**Text block:**
-------------------------

Davidson's AI Frameworks (So Far)

Madeleine Johnson | February 16, 2026

Davidson College’s AI journey mirrors a challenge facing higher education nationwide: how do you govern a technology that evolves faster than traditional institutional structures can adapt?

I arrived at Davidson in July 2025 as an AI Innovation Fellow, joining an initiative that was finally finding its footing about 2.5 years after the biggest shift in how we interact with information in a generation. The launch of ChatGPT happened on a November day during my sophomore year at the University of Rochester, though I didn’t start hearing about peers using it until junior year and didn’t hesitantly try it myself until senior year. It’s safe to say that every undergraduate student in college now and going forward has been at least familiar with generative AI throughout their entire collegiate experience. Very soon, students who’ve had access to AI all through high school will arrive on campuses nationwide.

As an institution dedicated to learning, Davidson initially focused on the academic and pedagogical implications of generative AI in its first year of formal exploration. This took the form of a working group composed mainly of people from the Library, our IT department (T&I), the Center for Teaching and Learning (CTL), and faculty. The college provisioned individual licenses to various AI tools (Gemini, Copilot, ChatGPT, and Claude) and spun up our own AI sandbox for the entire campus through an instance of Amplify, a tool developed by Vanderbilt that provides API access to multiple models.

My arrival coincided with two key decisions: the establishment of a Steering Committee and the selection of Gemini and Amplify as the tools provided to the entire community. The Steering Committee brought together representatives from the Library, T&I, the faculty, and myself, with an Advisory group meeting three times per year. We still maintain individual Claude and ChatGPT licenses for community members whose use cases can’t be completed with our campus tools.

I immediately identified a gap: our Advisory Committee’s composition didn’t reflect the full breadth of how AI would impact campus life. The initial focus on pedagogy made sense, but AI’s implications stretch far beyond the classroom. Over the fall 2025 semester, I expanded the group to include representatives from Sustainability, Athletics, Residential Life, the Career Center, and HR. Bringing these voices to the table fundamentally shifted our conversations. Suddenly we were grappling with how different people and departments engage with AI and have wildly different needs from the technology. An athletics administrator thinks about AI differently than a librarian, who thinks about it differently than someone in facilities management.

This realization led the AI Steering Committee to evolve a more comprehensive AI governance structure: the Collaborative. Headed by senior college leadership, it includes working groups for three domains: Student Experience, Administration and Operations, and Teaching, Learning, and Creativity. Every single department at the college, along with student representation, is embedded in this structure. With the AI landscape evolving as quickly as it is, this framework gives us the flexibility to respond to rapid changes rather than being locked into rigid processes designed for a slower-moving world.

The next few months of my fellowship will test whether this structure can keep pace with the technology it’s meant to govern, and I’m excited to see where this work leads.

-------------------------

**Material supplied:**
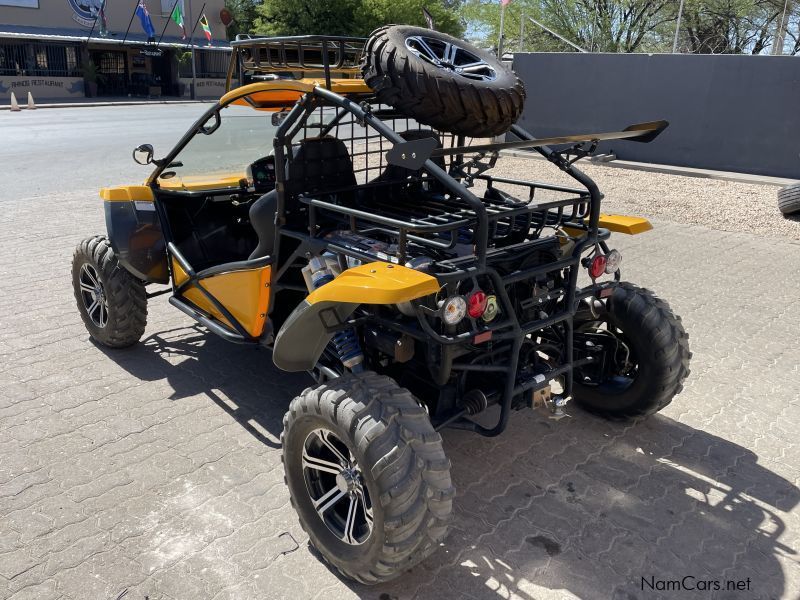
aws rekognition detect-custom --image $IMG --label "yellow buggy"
[73,26,690,583]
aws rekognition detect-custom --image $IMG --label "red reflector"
[589,254,606,279]
[472,330,492,344]
[467,290,486,319]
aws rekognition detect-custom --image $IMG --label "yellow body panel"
[172,259,272,337]
[561,214,653,237]
[158,173,245,191]
[306,262,440,304]
[100,185,153,202]
[600,214,653,235]
[219,78,372,111]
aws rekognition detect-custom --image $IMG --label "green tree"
[225,0,261,40]
[254,0,464,36]
[679,0,784,54]
[466,0,675,52]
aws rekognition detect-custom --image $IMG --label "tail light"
[483,296,500,323]
[442,296,467,325]
[605,250,622,275]
[589,254,608,279]
[467,290,486,319]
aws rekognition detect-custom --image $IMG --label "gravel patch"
[490,156,800,240]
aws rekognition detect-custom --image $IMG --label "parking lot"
[0,109,800,600]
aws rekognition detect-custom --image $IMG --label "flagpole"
[156,0,179,49]
[184,0,206,100]
[189,2,206,39]
[122,0,139,46]
[497,0,506,60]
[86,0,106,44]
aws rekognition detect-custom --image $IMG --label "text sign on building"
[67,0,103,27]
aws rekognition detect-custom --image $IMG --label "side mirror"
[272,109,289,127]
[133,144,153,165]
[198,112,222,135]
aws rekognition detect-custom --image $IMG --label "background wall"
[514,53,800,179]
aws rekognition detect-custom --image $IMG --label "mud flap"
[272,300,359,371]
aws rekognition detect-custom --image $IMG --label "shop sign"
[67,0,103,27]
[0,76,83,99]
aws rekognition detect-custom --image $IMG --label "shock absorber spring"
[308,256,364,373]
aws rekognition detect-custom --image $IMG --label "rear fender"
[272,262,440,371]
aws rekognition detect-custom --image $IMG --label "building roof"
[0,23,230,50]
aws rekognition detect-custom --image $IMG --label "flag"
[98,2,108,37]
[200,14,211,45]
[88,0,108,37]
[170,0,186,40]
[136,0,156,42]
[422,6,436,31]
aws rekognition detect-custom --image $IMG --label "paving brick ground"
[0,194,800,600]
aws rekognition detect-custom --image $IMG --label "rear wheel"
[72,235,147,348]
[281,372,454,583]
[573,283,692,418]
[778,183,800,216]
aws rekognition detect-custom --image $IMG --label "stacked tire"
[362,25,525,137]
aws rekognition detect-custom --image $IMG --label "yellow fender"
[272,262,440,371]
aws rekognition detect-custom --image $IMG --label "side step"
[169,296,258,344]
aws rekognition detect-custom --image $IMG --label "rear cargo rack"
[231,34,366,88]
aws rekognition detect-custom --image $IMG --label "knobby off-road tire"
[362,25,525,137]
[573,282,692,419]
[72,235,147,348]
[778,183,800,215]
[281,372,455,584]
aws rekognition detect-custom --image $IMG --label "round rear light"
[442,296,467,325]
[606,250,622,275]
[467,290,486,319]
[483,296,500,323]
[589,254,607,279]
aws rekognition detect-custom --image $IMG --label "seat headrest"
[286,136,356,195]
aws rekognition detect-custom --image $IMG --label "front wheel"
[72,235,147,348]
[281,372,454,584]
[573,282,692,419]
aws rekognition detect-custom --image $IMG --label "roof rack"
[231,34,367,87]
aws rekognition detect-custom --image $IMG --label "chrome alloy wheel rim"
[303,429,373,546]
[406,35,497,81]
[78,263,108,329]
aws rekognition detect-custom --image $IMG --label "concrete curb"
[500,150,797,187]
[0,100,215,110]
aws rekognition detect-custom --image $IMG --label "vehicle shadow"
[97,326,800,600]
[96,325,306,449]
[366,407,800,600]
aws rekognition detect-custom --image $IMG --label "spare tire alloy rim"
[303,429,373,546]
[79,263,108,329]
[406,35,497,81]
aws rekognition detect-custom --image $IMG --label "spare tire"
[361,25,525,137]
[778,183,800,215]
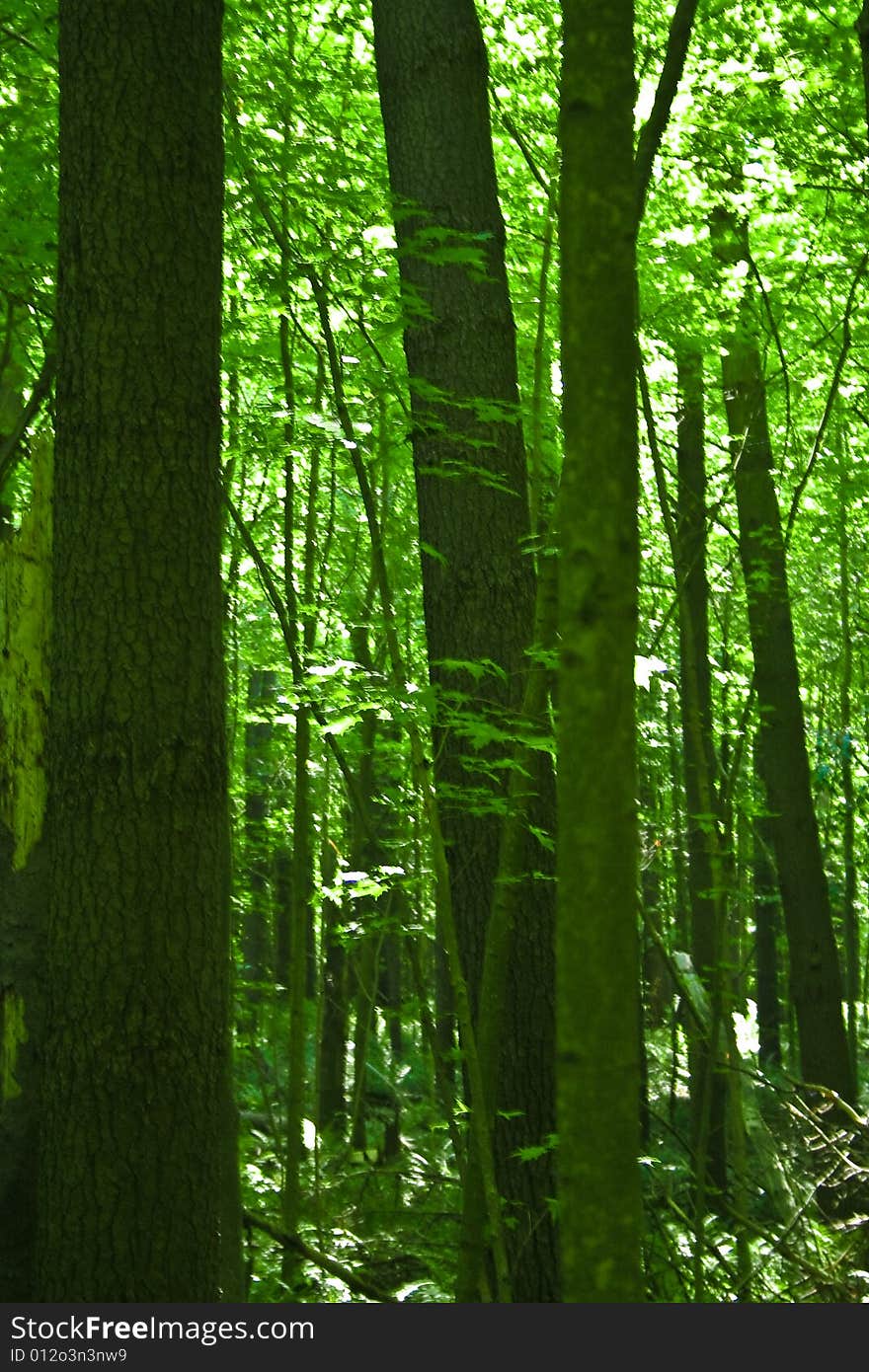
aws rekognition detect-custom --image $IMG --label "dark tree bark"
[373,0,557,1301]
[722,272,854,1102]
[557,0,643,1302]
[0,436,52,1301]
[242,667,275,1006]
[672,343,728,1193]
[38,0,229,1302]
[750,748,781,1067]
[317,820,348,1137]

-------------------------

**Tasks to carry out:**
• 1. Could you duplicate the part of the Davidson AI frameworks post starting with "Madeleine Johnson |" and going on through "structures can adapt?"?
• 2. What is the Spanish translation of this sentence from the Davidson AI frameworks post: "Bringing these voices to the table fundamentally shifted our conversations."
These lines come from a different source than the Davidson AI frameworks post.

**Results in order:**
• 1.
Madeleine Johnson | February 16, 2026

Davidson College’s AI journey mirrors a challenge facing higher education nationwide: how do you govern a technology that evolves faster than traditional institutional structures can adapt?

• 2. Sumar estas voces a la mesa transformó de manera fundamental nuestras conversaciones.